→ **The exercise**: Convert the lines of the data below, starting at the line containing "like x=136 y=407." and ending at the line containing "x=452 y=464", into a JSON array of strings with one string per line. Omit blank lines.

→ **Rows**:
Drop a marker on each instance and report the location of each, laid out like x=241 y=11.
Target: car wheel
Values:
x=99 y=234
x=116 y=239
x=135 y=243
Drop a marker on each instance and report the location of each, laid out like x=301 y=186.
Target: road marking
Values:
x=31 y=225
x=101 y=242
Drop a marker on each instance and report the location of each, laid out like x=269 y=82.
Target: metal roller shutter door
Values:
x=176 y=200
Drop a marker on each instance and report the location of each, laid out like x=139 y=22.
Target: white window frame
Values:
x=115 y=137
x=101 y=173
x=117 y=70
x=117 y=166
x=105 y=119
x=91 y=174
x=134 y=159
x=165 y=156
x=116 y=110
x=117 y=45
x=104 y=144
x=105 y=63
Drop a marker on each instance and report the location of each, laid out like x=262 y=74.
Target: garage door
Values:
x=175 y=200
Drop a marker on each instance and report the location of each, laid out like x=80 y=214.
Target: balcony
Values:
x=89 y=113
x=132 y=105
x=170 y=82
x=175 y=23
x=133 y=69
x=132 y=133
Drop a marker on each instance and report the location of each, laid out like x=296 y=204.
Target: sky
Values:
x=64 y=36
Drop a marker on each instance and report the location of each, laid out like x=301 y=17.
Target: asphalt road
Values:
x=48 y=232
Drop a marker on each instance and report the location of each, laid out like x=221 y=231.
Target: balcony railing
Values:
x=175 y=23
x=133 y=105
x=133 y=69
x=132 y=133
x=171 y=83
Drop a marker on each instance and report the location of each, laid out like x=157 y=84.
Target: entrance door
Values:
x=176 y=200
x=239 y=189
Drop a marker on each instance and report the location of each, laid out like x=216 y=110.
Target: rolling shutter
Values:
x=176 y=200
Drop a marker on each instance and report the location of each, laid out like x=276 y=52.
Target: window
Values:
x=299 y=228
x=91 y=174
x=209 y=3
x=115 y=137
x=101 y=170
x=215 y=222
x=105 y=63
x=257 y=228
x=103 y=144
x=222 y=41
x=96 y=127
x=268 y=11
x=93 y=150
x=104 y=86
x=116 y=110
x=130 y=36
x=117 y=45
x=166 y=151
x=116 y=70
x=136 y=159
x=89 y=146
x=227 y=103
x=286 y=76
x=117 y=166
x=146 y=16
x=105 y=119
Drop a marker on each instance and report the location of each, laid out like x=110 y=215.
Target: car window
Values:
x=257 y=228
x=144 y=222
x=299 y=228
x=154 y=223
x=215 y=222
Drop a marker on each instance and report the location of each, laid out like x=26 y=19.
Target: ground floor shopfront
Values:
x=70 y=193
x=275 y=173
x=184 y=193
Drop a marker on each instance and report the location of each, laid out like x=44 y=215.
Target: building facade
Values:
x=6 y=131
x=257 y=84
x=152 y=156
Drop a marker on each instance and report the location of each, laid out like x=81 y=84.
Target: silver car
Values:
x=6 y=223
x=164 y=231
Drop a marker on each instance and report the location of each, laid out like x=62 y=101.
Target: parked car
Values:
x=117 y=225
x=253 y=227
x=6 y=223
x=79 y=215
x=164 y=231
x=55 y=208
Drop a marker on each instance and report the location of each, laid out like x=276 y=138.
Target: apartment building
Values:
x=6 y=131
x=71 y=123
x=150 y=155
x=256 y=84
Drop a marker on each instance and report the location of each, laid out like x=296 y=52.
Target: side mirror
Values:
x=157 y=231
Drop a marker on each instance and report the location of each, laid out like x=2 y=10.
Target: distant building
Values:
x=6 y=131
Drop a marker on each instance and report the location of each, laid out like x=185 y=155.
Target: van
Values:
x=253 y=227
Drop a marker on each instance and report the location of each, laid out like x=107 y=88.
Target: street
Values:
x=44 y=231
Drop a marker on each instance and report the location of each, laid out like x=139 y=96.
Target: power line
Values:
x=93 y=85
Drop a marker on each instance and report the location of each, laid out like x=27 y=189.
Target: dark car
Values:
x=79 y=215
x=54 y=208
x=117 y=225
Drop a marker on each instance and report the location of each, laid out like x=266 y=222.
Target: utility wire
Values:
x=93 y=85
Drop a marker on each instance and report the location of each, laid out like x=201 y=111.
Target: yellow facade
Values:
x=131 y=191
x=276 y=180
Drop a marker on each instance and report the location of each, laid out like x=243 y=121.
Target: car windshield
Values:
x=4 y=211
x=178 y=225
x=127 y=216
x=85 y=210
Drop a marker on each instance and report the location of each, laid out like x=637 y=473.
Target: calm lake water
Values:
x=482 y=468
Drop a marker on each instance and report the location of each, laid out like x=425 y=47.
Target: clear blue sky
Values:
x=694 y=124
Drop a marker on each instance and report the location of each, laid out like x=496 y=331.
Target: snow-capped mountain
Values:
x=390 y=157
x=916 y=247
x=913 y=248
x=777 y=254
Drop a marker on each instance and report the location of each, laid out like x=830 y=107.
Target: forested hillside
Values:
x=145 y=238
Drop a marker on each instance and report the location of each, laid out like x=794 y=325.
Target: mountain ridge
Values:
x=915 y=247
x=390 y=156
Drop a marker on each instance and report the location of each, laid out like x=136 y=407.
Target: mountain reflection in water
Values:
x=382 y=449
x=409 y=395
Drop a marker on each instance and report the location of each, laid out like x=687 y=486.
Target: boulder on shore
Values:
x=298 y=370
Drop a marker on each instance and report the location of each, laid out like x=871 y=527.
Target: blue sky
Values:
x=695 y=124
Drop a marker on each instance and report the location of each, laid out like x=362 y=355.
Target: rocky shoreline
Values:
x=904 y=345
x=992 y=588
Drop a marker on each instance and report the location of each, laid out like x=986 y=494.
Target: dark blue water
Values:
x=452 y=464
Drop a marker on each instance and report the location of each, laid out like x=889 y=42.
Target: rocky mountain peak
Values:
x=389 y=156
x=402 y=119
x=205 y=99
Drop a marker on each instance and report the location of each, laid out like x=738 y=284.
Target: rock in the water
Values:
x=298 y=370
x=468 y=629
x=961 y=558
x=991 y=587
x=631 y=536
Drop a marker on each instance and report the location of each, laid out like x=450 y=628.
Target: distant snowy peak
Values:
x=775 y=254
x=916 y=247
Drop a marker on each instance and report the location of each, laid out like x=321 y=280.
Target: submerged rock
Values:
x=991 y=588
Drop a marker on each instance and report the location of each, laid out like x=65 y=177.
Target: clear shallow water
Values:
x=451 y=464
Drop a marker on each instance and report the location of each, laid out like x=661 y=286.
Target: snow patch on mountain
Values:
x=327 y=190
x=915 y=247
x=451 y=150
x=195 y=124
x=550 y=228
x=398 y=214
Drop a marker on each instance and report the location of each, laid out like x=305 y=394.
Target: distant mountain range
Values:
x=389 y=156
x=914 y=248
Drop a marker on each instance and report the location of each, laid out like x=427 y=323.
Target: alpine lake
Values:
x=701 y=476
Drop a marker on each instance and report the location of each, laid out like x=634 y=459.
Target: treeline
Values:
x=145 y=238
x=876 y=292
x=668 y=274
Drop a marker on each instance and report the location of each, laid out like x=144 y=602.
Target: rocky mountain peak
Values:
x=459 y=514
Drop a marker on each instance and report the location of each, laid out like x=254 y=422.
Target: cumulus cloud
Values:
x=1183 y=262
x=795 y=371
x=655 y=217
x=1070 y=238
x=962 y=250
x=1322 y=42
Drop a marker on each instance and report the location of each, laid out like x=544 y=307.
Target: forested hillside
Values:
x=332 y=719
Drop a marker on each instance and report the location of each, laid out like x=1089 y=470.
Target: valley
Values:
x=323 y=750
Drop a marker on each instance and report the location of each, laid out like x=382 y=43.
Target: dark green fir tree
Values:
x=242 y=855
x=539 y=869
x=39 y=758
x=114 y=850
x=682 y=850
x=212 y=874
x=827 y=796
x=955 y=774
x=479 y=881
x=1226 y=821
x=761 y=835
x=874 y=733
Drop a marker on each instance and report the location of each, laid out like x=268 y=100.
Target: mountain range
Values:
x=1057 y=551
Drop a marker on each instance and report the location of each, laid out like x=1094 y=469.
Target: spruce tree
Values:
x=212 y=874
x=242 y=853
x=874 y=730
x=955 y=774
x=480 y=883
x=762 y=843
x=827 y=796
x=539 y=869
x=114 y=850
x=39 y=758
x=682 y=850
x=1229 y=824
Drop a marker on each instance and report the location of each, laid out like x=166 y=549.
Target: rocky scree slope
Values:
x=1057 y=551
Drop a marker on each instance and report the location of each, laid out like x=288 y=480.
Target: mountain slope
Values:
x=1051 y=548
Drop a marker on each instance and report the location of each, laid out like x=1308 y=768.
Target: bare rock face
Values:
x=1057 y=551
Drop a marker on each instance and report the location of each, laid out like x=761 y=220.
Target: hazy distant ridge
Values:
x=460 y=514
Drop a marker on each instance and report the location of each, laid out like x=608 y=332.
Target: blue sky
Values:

→ **Output for this exercise**:
[
  "Drop a marker on each instance and report the location of each, laid out like x=136 y=407.",
  "Target: mountain reflection in water",
  "Values:",
  "x=382 y=449",
  "x=409 y=395",
  "Drop a marker on each instance and report the location of each, laid out like x=687 y=486.",
  "Target: boulder on shore",
  "Values:",
  "x=298 y=370",
  "Drop a marker on each instance and report the location of each, laid out like x=871 y=527.",
  "Target: blue sky",
  "Values:",
  "x=695 y=124",
  "Drop a marker on each instance and report the location of each, laid out like x=362 y=355.",
  "Target: rocky shoreline",
  "Values:",
  "x=904 y=345",
  "x=992 y=588",
  "Drop a marker on each instance and report the location of each, laid out like x=986 y=494.",
  "Target: dark blue water",
  "Values:",
  "x=452 y=464"
]